**Task to carry out**:
Each record below needs to be reproduced precisely, though not its pictures.

--*--

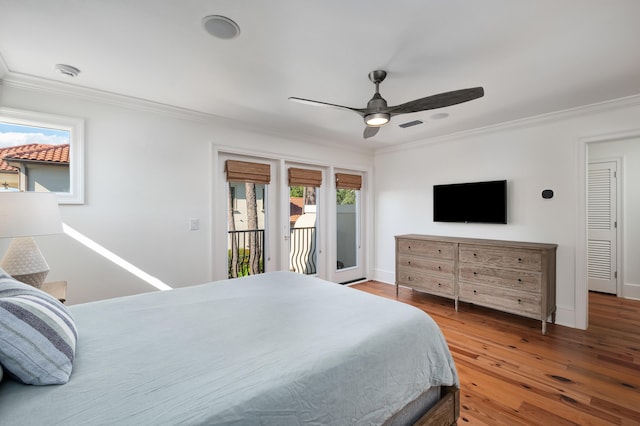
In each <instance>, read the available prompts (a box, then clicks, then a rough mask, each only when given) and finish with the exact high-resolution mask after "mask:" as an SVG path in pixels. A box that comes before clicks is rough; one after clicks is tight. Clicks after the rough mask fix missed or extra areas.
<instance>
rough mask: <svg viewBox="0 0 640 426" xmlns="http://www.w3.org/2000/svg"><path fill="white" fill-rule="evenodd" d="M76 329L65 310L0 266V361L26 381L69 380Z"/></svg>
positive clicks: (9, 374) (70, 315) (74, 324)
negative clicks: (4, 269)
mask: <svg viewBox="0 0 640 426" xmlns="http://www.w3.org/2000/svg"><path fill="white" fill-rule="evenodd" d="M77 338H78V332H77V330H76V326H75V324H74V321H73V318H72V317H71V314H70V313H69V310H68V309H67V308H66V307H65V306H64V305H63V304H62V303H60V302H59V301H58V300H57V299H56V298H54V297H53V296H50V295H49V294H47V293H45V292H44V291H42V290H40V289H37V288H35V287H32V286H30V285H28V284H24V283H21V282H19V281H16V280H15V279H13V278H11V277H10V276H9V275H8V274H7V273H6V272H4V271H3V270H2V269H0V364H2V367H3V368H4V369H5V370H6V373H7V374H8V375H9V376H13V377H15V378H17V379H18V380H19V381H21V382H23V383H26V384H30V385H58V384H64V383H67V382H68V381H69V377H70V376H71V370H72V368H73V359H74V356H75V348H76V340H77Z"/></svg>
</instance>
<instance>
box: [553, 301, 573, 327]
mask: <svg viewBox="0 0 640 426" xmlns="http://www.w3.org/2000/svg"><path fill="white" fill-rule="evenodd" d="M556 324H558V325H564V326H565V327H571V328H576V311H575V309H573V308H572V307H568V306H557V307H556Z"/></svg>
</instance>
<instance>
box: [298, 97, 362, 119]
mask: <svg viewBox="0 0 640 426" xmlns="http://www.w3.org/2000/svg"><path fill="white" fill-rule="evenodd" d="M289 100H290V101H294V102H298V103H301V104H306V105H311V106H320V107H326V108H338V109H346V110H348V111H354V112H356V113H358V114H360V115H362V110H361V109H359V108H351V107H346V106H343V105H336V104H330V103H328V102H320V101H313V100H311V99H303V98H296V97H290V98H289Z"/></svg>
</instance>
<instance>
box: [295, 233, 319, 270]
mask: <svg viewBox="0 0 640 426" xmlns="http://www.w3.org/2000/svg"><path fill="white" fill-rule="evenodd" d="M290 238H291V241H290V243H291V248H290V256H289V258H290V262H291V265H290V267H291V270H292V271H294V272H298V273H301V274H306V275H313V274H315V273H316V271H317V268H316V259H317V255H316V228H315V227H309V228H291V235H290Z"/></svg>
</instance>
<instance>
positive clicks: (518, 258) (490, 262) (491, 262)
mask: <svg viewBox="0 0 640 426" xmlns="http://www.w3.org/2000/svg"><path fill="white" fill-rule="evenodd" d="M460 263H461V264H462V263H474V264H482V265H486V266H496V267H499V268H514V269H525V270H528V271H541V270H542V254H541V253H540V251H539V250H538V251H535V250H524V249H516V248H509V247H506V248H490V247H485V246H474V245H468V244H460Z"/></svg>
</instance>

--*--

**Exercise result**:
In each <instance>, read the available prompts (a box, then clicks, then a rough mask, each only when given) and finish with the exact high-resolution mask after "mask:" as an SVG path in pixels. A box that comes before clicks is rough; one after clicks is tight. Clicks after the rough mask fix missed or extra areas.
<instance>
rough mask: <svg viewBox="0 0 640 426" xmlns="http://www.w3.org/2000/svg"><path fill="white" fill-rule="evenodd" d="M76 329L65 310L0 266V361L26 381L69 380Z"/></svg>
positive clicks: (9, 374) (70, 315) (74, 324)
negative clicks: (4, 269)
mask: <svg viewBox="0 0 640 426" xmlns="http://www.w3.org/2000/svg"><path fill="white" fill-rule="evenodd" d="M77 338H78V332H77V330H76V326H75V324H74V321H73V318H72V317H71V314H70V313H69V310H68V309H67V308H66V307H65V306H64V305H63V304H62V303H60V302H59V301H58V300H57V299H56V298H54V297H53V296H50V295H49V294H47V293H45V292H44V291H42V290H40V289H37V288H35V287H32V286H30V285H28V284H24V283H21V282H19V281H16V280H15V279H13V278H11V277H10V276H9V275H8V274H7V273H6V272H4V271H3V270H2V269H0V364H2V367H3V368H4V369H5V370H6V373H7V374H8V375H9V376H13V377H15V378H17V379H18V380H19V381H21V382H23V383H26V384H30V385H58V384H64V383H67V382H68V381H69V377H70V376H71V370H72V368H73V359H74V356H75V348H76V340H77Z"/></svg>
</instance>
<instance>
box: [553, 301, 573, 327]
mask: <svg viewBox="0 0 640 426" xmlns="http://www.w3.org/2000/svg"><path fill="white" fill-rule="evenodd" d="M556 324H558V325H564V326H565V327H571V328H576V311H575V309H573V308H572V307H568V306H557V307H556Z"/></svg>
</instance>
<instance>
box: [298, 97, 362, 119]
mask: <svg viewBox="0 0 640 426" xmlns="http://www.w3.org/2000/svg"><path fill="white" fill-rule="evenodd" d="M289 100H290V101H294V102H298V103H301V104H306V105H311V106H320V107H326V108H338V109H346V110H348V111H354V112H356V113H358V114H360V115H362V110H361V109H359V108H351V107H346V106H343V105H336V104H330V103H328V102H320V101H313V100H311V99H303V98H296V97H290V98H289Z"/></svg>
</instance>
<instance>
box: [295, 233, 319, 270]
mask: <svg viewBox="0 0 640 426" xmlns="http://www.w3.org/2000/svg"><path fill="white" fill-rule="evenodd" d="M290 238H291V241H290V243H291V248H290V256H289V258H290V262H291V265H290V267H291V270H292V271H294V272H298V273H301V274H306V275H313V274H315V273H316V271H317V268H316V259H317V255H316V228H315V227H309V228H291V235H290Z"/></svg>
</instance>
<instance>
positive clicks: (518, 258) (490, 262) (491, 262)
mask: <svg viewBox="0 0 640 426" xmlns="http://www.w3.org/2000/svg"><path fill="white" fill-rule="evenodd" d="M460 263H461V264H462V263H474V264H482V265H486V266H496V267H499V268H514V269H525V270H528V271H541V270H542V254H541V253H540V251H539V250H538V251H535V250H524V249H516V248H509V247H506V248H490V247H485V246H474V245H468V244H460Z"/></svg>
</instance>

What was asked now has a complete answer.